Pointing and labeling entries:
-*-

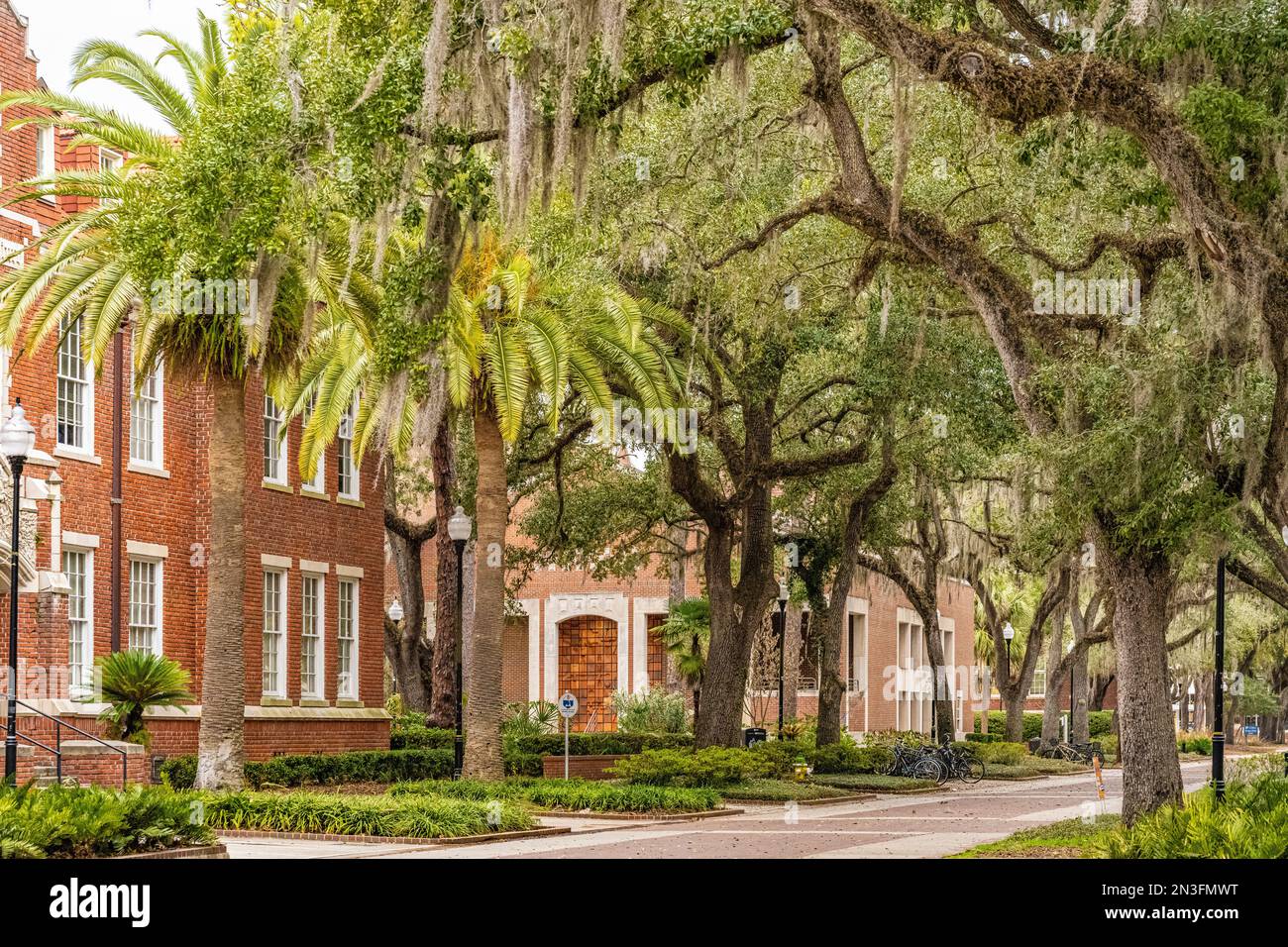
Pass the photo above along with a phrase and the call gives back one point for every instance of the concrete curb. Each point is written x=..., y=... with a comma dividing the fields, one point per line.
x=217, y=851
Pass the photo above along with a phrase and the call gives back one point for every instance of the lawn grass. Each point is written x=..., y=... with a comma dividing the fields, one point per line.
x=871, y=783
x=571, y=795
x=780, y=791
x=419, y=817
x=1072, y=838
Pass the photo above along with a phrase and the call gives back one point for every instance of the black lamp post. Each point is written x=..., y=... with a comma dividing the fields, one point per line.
x=1219, y=688
x=782, y=647
x=460, y=527
x=17, y=438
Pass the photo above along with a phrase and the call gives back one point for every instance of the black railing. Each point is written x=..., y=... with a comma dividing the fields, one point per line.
x=56, y=749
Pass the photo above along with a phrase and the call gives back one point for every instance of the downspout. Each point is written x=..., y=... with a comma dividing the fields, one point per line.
x=117, y=497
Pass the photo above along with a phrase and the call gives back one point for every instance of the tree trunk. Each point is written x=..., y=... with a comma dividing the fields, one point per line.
x=220, y=738
x=678, y=590
x=442, y=706
x=1151, y=774
x=1078, y=686
x=793, y=659
x=484, y=705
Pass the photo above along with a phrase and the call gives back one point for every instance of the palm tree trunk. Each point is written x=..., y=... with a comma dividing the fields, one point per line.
x=484, y=705
x=220, y=741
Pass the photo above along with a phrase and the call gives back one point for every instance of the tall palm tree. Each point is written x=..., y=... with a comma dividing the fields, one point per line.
x=513, y=342
x=687, y=635
x=78, y=274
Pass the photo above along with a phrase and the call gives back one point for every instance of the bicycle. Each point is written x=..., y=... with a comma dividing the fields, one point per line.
x=915, y=762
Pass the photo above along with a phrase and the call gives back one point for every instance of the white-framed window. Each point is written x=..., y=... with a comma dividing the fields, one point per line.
x=147, y=420
x=75, y=390
x=273, y=680
x=1038, y=686
x=318, y=483
x=46, y=158
x=274, y=442
x=78, y=569
x=146, y=599
x=347, y=637
x=312, y=650
x=347, y=479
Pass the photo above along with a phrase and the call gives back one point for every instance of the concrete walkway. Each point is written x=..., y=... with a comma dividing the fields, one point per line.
x=919, y=826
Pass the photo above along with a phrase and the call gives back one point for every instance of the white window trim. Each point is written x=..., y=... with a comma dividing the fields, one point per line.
x=317, y=486
x=86, y=451
x=46, y=134
x=88, y=656
x=282, y=634
x=141, y=554
x=158, y=433
x=320, y=647
x=355, y=492
x=353, y=690
x=281, y=475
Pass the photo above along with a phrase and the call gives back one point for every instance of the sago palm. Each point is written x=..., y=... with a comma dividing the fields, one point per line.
x=80, y=272
x=513, y=342
x=133, y=681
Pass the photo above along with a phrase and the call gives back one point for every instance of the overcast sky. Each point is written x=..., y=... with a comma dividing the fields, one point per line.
x=58, y=27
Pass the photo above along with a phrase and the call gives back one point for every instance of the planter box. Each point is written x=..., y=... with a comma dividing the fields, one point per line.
x=581, y=767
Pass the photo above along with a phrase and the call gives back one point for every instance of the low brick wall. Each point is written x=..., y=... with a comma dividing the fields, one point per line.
x=86, y=762
x=581, y=767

-*-

#### [Direction]
Could you put the data above into a numbered list, one line per item, skipping blank lines and leaving out the pictures?

#### [Full answer]
1. Pass the photo above along with a phrase and the call gives back one point for every instance of the concrete curb. Each point is written x=..., y=... with a comma dividing the fields, one point per line.
2. x=217, y=851
3. Pass the photo above along with a phrase and the call gives back one point for every instance of the lawn grass. Each point is written x=..., y=... with a comma dividing the fields, one point per line.
4. x=871, y=783
5. x=571, y=795
6. x=780, y=791
7. x=419, y=817
8. x=1072, y=838
9. Pass the photo above along with a phrase and the call gives back one point for every instance of the black lamp post. Each point is written x=..., y=... with a comma dividing the fields, one point per line.
10. x=1219, y=688
11. x=782, y=647
12. x=460, y=527
13. x=17, y=438
14. Pass the photo above along with a phrase and the call gives back one point for every instance of the black railing. Each point is written x=..., y=... with a comma dividing the fields, one point per line.
15. x=56, y=749
16. Pass the photo above along with a phrase and the call gives back one point for every instance of the downspout. Each point is written x=..., y=... with a comma dividing the fields, one point per line.
17. x=117, y=497
18. Pass the photo above along with a phrase and the call gives back one point for every instance of the tree trunk. Each point is written x=..., y=... with a comma dividing the fields, one point per line.
19. x=220, y=738
20. x=678, y=590
21. x=442, y=706
22. x=1151, y=774
23. x=1078, y=686
24. x=793, y=659
25. x=484, y=705
26. Pass the photo above along with a phrase and the call gives back one point for every instance of the palm tree trunk. Each point is written x=..., y=... with a comma dividing the fields, one point per line.
27. x=484, y=705
28. x=220, y=741
29. Pass the photo above along with a phrase and the call gives back one point for every instance of the tall palm tree. Each point is written x=..., y=... with a comma dividing the fields, one point per line.
30. x=513, y=342
31. x=687, y=635
32. x=78, y=274
33. Pass the photo above along with a phrase and the call gives back one point for every instance of the bicycle. Each point is written x=..., y=... with a comma dividing the fields, one point per line.
34. x=915, y=762
35. Pass the photo above along with a phrase and the call gives back one point for every instance of the white-framed window. Each point is written x=..., y=... with a comma dividing the fields, one point per line.
36. x=147, y=420
37. x=75, y=390
38. x=273, y=680
39. x=1038, y=686
40. x=318, y=483
41. x=46, y=158
42. x=274, y=442
43. x=78, y=569
44. x=146, y=599
45. x=347, y=637
46. x=312, y=650
47. x=347, y=479
48. Pass the photo above along with a phrase and the call gives back one point for every instance of the concrete walkway. Each point is written x=..., y=... with a comma dividing the fields, one point per line.
49. x=919, y=826
50. Pass the photo above along with a phrase and the call gives back one point for every instance of the white window trim. Each point is written x=..., y=... with a comma dividing the fields, one point per line.
51. x=317, y=486
52. x=86, y=451
53. x=46, y=134
54. x=88, y=656
55. x=282, y=634
56. x=141, y=554
57. x=158, y=433
58. x=320, y=647
59. x=355, y=492
60. x=353, y=690
61. x=281, y=475
62. Pass the photo above along with a phrase and the call gives back one point for every instance of the sago palm. Each point is written x=..., y=... with a comma dividing the fields, one point per line.
63. x=80, y=272
64. x=513, y=342
65. x=133, y=681
66. Pass the photo above along with a phrase and the call gives back one point for every instance of the overcast sky. Each point is written x=..., y=... with a comma dividing the fields, one point per line.
67. x=58, y=27
68. Pass the photo above along with a phrase and the call gives back one point for every instance of the planter box. Each point is written x=..., y=... with a comma dividing the fields, one point per line.
69. x=581, y=767
70. Pass the photo above along with a phrase and the call gives back one point for every instance of the low brick wall. Each point is written x=..., y=... with a comma dividing the fields, one point per line.
71. x=86, y=762
72. x=581, y=767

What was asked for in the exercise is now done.